Material shown:
##########
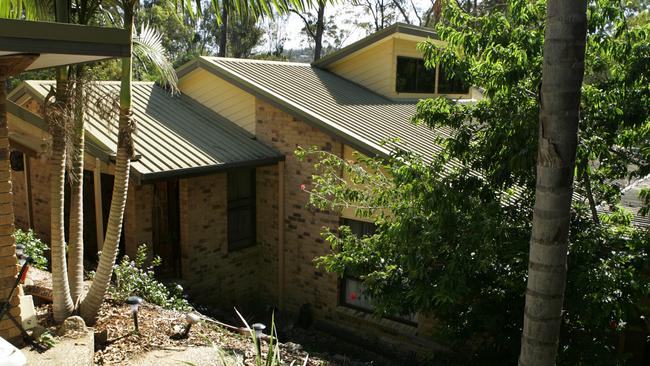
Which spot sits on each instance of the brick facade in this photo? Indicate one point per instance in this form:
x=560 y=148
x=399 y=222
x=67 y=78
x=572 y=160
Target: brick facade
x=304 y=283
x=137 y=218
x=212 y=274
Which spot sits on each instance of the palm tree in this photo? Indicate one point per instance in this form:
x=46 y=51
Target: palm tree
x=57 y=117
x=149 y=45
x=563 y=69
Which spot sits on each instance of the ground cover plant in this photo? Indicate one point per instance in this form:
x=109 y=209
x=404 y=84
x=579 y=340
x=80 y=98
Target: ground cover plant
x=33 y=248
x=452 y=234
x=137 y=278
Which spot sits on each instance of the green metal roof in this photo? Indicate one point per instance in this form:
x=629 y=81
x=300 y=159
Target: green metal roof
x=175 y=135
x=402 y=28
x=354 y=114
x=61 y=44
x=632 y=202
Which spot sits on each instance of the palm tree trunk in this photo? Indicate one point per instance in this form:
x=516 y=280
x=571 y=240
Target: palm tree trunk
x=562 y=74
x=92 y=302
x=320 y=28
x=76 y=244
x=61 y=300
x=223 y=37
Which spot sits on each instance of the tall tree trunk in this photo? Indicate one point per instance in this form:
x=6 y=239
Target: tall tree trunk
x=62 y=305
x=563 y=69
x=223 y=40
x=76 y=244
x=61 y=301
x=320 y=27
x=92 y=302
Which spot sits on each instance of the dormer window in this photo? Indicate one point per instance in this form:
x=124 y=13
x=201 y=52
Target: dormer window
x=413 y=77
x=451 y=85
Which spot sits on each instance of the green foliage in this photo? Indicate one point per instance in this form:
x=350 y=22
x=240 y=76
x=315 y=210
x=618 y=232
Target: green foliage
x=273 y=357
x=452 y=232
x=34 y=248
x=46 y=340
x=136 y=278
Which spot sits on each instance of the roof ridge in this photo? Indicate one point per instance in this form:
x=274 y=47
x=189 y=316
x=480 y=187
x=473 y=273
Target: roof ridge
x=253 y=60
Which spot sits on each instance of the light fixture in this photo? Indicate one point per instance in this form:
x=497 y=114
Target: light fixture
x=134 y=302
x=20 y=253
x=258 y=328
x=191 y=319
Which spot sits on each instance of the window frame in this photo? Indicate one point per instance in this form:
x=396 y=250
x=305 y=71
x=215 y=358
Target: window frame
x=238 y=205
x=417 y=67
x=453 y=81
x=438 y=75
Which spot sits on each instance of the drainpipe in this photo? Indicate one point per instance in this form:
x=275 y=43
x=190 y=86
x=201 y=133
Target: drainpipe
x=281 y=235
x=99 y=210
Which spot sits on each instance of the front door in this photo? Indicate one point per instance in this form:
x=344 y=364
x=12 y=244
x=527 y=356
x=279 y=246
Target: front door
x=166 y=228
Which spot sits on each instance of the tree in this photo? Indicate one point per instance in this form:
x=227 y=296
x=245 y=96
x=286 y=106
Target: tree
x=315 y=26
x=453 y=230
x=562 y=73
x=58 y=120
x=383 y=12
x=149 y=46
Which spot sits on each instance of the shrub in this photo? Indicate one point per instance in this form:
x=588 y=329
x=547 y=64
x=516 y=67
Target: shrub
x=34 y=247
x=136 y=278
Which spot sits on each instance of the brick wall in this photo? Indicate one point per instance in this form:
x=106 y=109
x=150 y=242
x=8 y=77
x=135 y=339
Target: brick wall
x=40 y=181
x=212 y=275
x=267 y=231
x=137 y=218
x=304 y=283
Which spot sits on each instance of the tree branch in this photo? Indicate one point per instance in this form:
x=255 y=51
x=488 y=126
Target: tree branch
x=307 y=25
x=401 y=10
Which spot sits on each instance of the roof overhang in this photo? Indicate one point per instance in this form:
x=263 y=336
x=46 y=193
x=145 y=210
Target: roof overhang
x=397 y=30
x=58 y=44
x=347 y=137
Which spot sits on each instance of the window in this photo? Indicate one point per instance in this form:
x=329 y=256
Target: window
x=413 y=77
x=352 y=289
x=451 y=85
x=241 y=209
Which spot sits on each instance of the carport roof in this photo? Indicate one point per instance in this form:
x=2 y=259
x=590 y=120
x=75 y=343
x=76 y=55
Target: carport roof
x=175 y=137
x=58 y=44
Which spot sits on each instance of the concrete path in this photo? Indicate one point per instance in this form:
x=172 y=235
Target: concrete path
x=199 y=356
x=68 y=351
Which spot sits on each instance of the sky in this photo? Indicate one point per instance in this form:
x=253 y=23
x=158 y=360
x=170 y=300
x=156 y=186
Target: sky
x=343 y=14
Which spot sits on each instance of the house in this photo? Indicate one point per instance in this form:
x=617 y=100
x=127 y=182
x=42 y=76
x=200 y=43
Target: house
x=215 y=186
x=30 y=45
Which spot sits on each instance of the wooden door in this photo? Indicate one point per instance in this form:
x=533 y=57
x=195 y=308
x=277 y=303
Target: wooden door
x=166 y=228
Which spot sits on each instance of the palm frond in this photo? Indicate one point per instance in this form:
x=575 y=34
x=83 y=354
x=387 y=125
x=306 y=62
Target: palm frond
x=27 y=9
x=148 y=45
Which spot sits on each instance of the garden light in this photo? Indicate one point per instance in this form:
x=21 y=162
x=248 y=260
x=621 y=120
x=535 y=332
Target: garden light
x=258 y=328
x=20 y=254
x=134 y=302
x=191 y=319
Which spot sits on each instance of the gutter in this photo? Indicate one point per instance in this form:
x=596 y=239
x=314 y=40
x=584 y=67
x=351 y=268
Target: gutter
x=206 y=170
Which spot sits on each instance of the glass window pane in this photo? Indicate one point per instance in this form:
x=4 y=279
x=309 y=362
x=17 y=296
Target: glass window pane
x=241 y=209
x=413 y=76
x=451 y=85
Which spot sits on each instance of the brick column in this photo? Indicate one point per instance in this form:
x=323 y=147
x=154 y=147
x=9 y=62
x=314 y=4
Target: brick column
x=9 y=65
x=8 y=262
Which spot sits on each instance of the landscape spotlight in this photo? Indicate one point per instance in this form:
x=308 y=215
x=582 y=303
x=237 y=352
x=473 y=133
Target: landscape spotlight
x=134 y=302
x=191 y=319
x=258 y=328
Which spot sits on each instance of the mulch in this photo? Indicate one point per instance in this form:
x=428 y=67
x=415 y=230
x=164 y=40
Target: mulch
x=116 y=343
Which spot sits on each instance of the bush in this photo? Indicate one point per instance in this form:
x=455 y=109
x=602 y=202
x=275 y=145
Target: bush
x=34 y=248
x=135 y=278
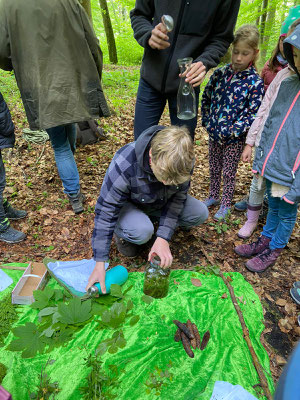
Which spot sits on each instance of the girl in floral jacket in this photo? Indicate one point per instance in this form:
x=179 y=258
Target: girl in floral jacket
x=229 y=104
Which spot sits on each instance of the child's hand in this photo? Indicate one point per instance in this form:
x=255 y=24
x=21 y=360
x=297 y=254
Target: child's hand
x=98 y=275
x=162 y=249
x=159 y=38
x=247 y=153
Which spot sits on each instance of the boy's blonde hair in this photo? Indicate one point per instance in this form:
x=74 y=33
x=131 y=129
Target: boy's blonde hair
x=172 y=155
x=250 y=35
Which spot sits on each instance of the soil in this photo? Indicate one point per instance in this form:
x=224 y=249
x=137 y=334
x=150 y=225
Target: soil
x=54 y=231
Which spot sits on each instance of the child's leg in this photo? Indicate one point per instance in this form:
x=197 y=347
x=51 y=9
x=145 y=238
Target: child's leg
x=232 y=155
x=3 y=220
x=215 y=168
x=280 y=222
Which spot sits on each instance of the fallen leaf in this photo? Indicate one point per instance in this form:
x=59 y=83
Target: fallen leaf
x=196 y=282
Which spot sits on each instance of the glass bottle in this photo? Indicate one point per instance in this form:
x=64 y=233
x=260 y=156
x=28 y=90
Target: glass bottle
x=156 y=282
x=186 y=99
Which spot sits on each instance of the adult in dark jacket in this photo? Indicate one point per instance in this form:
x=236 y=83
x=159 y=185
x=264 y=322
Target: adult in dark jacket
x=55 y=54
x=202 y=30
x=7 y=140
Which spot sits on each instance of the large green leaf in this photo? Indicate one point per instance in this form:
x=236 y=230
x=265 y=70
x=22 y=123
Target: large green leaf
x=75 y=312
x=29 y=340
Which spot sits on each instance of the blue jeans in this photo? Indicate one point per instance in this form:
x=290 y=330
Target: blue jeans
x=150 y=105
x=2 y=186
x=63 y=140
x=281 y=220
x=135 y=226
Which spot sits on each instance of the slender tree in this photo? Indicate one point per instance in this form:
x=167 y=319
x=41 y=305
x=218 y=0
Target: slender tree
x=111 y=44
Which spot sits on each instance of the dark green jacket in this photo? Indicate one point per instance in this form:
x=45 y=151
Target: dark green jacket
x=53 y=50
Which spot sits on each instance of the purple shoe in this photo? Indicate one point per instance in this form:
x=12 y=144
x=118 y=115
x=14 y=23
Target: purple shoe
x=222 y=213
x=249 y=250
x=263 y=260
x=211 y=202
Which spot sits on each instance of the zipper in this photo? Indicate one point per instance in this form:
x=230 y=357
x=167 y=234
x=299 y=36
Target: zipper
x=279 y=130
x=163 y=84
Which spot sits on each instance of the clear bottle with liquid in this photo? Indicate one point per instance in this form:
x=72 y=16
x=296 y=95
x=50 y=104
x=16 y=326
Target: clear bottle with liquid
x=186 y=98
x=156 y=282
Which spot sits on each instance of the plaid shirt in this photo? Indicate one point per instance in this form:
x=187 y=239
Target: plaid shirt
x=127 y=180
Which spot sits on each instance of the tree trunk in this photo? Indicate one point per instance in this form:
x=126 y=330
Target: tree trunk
##########
Task to carry out:
Can you copy the data word for word, from the line containing "Which spot sits on each instance of the house" through the line containing "x=247 y=153", including both of those lines, and leave the pictures out?

The response:
Which spot sits on each instance of the house in this photo? Indicate one point per instance in this form:
x=617 y=100
x=127 y=182
x=42 y=76
x=200 y=43
Target: house
x=215 y=186
x=30 y=45
Which spot sits on each instance of the wooden door in this photo? Indicate one point per instance in this form:
x=533 y=57
x=195 y=308
x=277 y=303
Target: wooden door
x=166 y=228
Which spot sits on each instance of the palm frond in this photo? Indicate one point per instance in this form:
x=575 y=34
x=83 y=354
x=387 y=125
x=306 y=62
Target: palm frond
x=27 y=9
x=148 y=45
Which spot sits on each instance of the garden light in this photo? Indicate one point per instance in this form:
x=21 y=162
x=248 y=260
x=621 y=120
x=535 y=332
Target: garden light
x=258 y=328
x=20 y=254
x=134 y=302
x=191 y=319
Which spot sits on each instance of the gutter in this photo? Indicate one point per instance in this form:
x=596 y=239
x=314 y=40
x=584 y=67
x=351 y=268
Target: gutter
x=206 y=170
Which spot sits on each instance of the glass window pane in this photo? Indicate one point per instance in this form:
x=4 y=279
x=309 y=362
x=17 y=296
Target: glass window pane
x=241 y=209
x=413 y=76
x=451 y=85
Which spot sits on each instance of the brick column in this photo? Indicate one point per instance in this form:
x=323 y=147
x=154 y=147
x=9 y=62
x=314 y=4
Target: brick column
x=9 y=65
x=8 y=262
Which spot sits on each instance of the landscape spotlight in this photo? Indicate one point per instance in this form:
x=308 y=215
x=582 y=303
x=237 y=352
x=473 y=133
Target: landscape spotlight
x=134 y=302
x=191 y=319
x=258 y=328
Which spot sits on each instance of the mulch in this photo? Indicate one point per instance in this form:
x=428 y=67
x=415 y=230
x=164 y=40
Target: mulch
x=116 y=343
Which spot sits on each instance of the bush in this photo? Indicate one point per instance in this form:
x=455 y=109
x=602 y=202
x=275 y=145
Target: bush
x=34 y=248
x=135 y=278
Which spot sits on each instance of the girl in floral jacket in this photo? Indicate one point per instance in this form:
x=179 y=258
Target: girl in floral jacket
x=229 y=104
Which spot sits on each instance of the child's hand in this photo? Indicate one point per instance in this form:
x=255 y=24
x=21 y=360
x=297 y=254
Target: child's hand
x=98 y=275
x=162 y=249
x=159 y=38
x=247 y=153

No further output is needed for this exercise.